Output the lines from the first one through the line containing "For every instance of the foam", inclusive, as a JSON list of strings with one string per line and any blank lines left out.

• [Extracted data]

## Begin

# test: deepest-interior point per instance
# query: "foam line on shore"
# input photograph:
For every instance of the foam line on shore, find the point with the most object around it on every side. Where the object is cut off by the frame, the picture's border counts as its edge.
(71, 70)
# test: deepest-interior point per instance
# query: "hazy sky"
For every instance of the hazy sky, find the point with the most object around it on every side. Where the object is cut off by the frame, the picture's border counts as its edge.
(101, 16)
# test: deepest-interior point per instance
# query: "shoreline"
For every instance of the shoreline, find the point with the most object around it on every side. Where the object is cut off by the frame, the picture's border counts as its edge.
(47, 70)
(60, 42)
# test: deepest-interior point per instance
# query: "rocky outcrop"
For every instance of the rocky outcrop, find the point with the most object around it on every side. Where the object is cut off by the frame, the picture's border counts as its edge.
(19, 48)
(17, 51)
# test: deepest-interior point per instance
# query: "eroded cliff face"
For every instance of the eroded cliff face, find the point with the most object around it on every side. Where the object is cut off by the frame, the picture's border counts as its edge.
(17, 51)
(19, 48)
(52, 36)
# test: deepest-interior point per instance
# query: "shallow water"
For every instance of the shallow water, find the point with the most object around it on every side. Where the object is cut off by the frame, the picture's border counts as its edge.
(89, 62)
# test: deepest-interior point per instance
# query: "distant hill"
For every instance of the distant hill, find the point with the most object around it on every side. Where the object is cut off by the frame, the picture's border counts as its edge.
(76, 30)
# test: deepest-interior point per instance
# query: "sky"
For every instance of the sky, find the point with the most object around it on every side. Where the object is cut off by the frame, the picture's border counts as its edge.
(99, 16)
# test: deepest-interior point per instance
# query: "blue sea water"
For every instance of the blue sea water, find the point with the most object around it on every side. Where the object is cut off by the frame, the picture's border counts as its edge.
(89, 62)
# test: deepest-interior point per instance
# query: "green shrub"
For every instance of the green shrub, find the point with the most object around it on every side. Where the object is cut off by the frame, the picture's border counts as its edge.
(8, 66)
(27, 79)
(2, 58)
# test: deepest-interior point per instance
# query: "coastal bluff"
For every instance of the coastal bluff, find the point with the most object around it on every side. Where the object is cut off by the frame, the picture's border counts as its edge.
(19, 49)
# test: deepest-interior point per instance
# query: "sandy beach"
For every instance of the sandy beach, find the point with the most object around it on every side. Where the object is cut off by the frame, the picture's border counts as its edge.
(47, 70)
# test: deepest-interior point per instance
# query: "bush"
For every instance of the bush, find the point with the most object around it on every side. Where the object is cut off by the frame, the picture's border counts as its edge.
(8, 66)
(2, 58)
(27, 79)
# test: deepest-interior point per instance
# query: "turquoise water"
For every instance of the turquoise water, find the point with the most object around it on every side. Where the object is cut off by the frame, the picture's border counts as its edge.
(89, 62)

## End

• [Answer to the exercise]
[
  "# test: deepest-interior point per instance",
  "# query: \"foam line on shore\"",
  "# input photograph:",
  "For every instance of the foam line on shore, find the point with the most object around it on every side. Where the object is cut off by the frame, the picture's border counts as its edge."
]